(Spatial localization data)
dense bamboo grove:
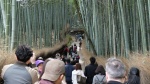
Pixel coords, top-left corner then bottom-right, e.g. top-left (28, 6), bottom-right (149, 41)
top-left (0, 0), bottom-right (76, 50)
top-left (77, 0), bottom-right (150, 57)
top-left (0, 0), bottom-right (149, 57)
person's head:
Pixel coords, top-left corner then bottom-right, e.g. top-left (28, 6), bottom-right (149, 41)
top-left (105, 57), bottom-right (126, 83)
top-left (71, 60), bottom-right (76, 65)
top-left (35, 60), bottom-right (44, 74)
top-left (127, 67), bottom-right (140, 84)
top-left (90, 57), bottom-right (96, 64)
top-left (56, 53), bottom-right (61, 59)
top-left (61, 55), bottom-right (64, 58)
top-left (75, 63), bottom-right (82, 70)
top-left (41, 58), bottom-right (65, 84)
top-left (129, 67), bottom-right (140, 77)
top-left (66, 58), bottom-right (71, 64)
top-left (95, 65), bottom-right (105, 75)
top-left (15, 45), bottom-right (33, 63)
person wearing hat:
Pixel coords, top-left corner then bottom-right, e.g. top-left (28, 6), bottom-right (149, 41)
top-left (1, 45), bottom-right (38, 84)
top-left (38, 58), bottom-right (65, 84)
top-left (35, 60), bottom-right (44, 76)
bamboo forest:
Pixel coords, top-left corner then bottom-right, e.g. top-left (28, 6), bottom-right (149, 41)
top-left (0, 0), bottom-right (149, 56)
top-left (0, 0), bottom-right (150, 84)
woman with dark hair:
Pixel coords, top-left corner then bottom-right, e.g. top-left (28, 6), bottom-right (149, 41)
top-left (127, 67), bottom-right (140, 84)
top-left (92, 65), bottom-right (106, 84)
top-left (72, 63), bottom-right (85, 84)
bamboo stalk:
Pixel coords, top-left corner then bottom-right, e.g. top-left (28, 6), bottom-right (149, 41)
top-left (137, 0), bottom-right (147, 53)
top-left (0, 0), bottom-right (7, 32)
top-left (10, 0), bottom-right (16, 51)
top-left (118, 0), bottom-right (129, 57)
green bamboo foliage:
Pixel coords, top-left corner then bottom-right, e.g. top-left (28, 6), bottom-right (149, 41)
top-left (148, 1), bottom-right (150, 51)
top-left (0, 0), bottom-right (6, 35)
top-left (0, 0), bottom-right (75, 50)
top-left (5, 0), bottom-right (11, 48)
top-left (118, 0), bottom-right (129, 56)
top-left (0, 0), bottom-right (9, 49)
top-left (77, 0), bottom-right (149, 57)
top-left (0, 0), bottom-right (149, 55)
top-left (137, 0), bottom-right (147, 54)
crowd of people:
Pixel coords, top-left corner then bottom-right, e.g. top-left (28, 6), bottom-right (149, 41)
top-left (62, 43), bottom-right (80, 63)
top-left (1, 44), bottom-right (140, 84)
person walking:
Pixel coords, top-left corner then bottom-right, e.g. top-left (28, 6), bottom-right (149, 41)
top-left (69, 45), bottom-right (73, 57)
top-left (92, 65), bottom-right (106, 84)
top-left (84, 57), bottom-right (98, 84)
top-left (63, 45), bottom-right (68, 58)
top-left (65, 58), bottom-right (74, 84)
top-left (72, 63), bottom-right (85, 84)
top-left (73, 44), bottom-right (77, 53)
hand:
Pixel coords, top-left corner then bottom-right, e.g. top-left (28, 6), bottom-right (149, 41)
top-left (30, 53), bottom-right (36, 64)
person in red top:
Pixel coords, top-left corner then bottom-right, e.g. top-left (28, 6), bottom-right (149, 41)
top-left (73, 44), bottom-right (77, 53)
top-left (69, 45), bottom-right (73, 57)
top-left (63, 45), bottom-right (68, 58)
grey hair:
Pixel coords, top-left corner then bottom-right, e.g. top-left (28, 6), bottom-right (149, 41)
top-left (106, 57), bottom-right (126, 79)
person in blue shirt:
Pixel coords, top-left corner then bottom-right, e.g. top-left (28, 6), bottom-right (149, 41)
top-left (65, 58), bottom-right (74, 84)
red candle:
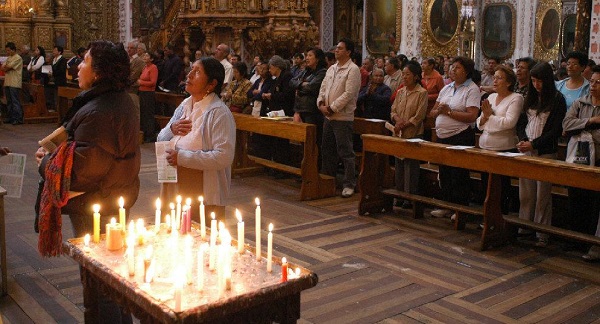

▸ **Exercise goal**
Among the lines of the entries, count those containing the string "person" and give only the number.

▸ **Result for this task**
5